**EXERCISES:**
[a] According to the article on the Withnail & I auction, who designed West House, and in what year?
[b] Pick up the article on the Withnail & I auction after its final sentence and keep writing it.

═══ DOCUMENT ═══

You liked the film? You're word perfect on its cracking script? Now is your chance to buy the furniture. This Sunday, paintings, furniture and furnishings from cult film Withnail & I (1986) are going under the hammer at the Christies South Kensington saleroom.
The auction, which is selling the contents from West House (the filming location of Uncle Monty's Chelsea townhouse), is expected to draw fans of the film. Of which there are plenty. The riotous black comedy, featuring the boozing and smoking misadventures of two unemployed actors played by Richard E Grant and Paul McCann, is one of Britain's biggest cult films.
Movie memorabilia has a market of its own making it nigh on impossible to value lots before auction. ‘Provenance plays a large part in valuing any object, and associations with a celebrity can add another element into the process,' explains Kate McKenzine, Specialist at Christie's. 'In this case, however, we did not factor in the Withnail and I link when valuing the lots.'
There are 227 lots that will be offered from West House, many of which never made it onto the big screen. The auction is expected to reach in the region of £200,000. In real life, West House itself is rather a gem among the interior designer circle. Designed in 1868 by Philip Webb, the Arts and Crafts architect responsible for William Morris’s Red House, the house has featured in Tatler, House & Garden and Vogue. The owner Professor Bernard Nevill, design director of Liberty during the Sixties and Seventies, spent over thirty years perfecting the interior. Dubbed the ‘forerunner of shabby chic style’, Nevill amassed the collection that is going under the hammer this Sunday.

═══ DATA SUPPLIED ═══

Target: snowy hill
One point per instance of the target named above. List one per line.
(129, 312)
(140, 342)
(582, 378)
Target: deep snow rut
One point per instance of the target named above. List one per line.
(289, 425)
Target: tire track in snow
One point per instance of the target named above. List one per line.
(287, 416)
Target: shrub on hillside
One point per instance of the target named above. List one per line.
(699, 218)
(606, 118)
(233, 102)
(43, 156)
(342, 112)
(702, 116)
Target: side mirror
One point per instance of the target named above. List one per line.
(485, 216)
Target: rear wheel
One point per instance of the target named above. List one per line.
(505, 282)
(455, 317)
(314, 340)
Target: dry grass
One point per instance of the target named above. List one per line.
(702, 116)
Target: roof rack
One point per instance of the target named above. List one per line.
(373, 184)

═══
═══ DATA SUPPLIED ═══

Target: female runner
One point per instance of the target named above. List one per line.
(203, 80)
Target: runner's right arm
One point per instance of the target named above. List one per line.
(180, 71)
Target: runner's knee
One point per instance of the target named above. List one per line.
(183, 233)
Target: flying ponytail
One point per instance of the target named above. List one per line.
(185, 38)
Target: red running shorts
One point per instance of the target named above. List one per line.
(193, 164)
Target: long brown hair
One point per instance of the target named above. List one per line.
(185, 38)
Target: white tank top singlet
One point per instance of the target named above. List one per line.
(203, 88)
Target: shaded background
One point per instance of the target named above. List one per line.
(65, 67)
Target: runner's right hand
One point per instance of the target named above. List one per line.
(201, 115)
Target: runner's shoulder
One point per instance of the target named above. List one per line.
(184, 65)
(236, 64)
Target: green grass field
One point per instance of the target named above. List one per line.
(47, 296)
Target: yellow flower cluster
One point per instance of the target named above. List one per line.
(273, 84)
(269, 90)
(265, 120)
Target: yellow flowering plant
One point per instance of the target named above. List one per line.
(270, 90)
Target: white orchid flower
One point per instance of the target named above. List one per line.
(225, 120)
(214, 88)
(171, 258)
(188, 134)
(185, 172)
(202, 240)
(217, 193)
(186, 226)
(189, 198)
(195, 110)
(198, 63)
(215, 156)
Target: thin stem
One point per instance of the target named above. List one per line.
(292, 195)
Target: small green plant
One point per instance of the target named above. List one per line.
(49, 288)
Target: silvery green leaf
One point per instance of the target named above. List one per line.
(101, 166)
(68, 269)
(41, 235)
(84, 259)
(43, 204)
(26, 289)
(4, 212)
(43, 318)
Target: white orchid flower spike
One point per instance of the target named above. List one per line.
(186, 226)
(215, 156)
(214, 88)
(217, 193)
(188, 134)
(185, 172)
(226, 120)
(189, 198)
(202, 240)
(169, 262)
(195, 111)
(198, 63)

═══

**ANSWERS TO EACH TASK:**
[a] Philip Webb designed West House in 1868.

[b]
Fine antiques in this weekend's auction include an early 19th century mahogany (tattered but comfortable-looking) armchair (lot 11, estimate £500- £800), a trio of late 19th century pine library ladders (lot 9, estimate £500-800) and a pair of 19th century alabaster figures (lot 58, £300-£500). Quirkier items in the collection, which may draw more interest, include a Victorian servant’s call box (lot 37, estimate £200-£400), a fine example of an Edwardian mahogany tennis racquet stand (lot 72, estimate £400-600) and an early Victorian mahogany wine cooler (lot 213, estimate £1,500-£2,500). The most expensive lot in the auction is a sporting painting by Maud Earl (1863-1943) depicting a pack of dogs called The Lost Scent (lot 223, estimate £8000-£12,000).
Will the Withnail & I connection boost the value of the lots? Judging by past Withnail & I auctions, these film star furnishings may reap substantial financial rewards this weekend. In 2009, Uncle Monty’s tumbledown Cumbrian farmhouse sold at auction for £265,000; considerably more than its modest £145,000 estimate. Nine years earlier, Chris Evans paid £8,000 for Withnail’s ragged Harris check coat at a West End charity auction in aid of Richard E Grant’s former school in Swaziland.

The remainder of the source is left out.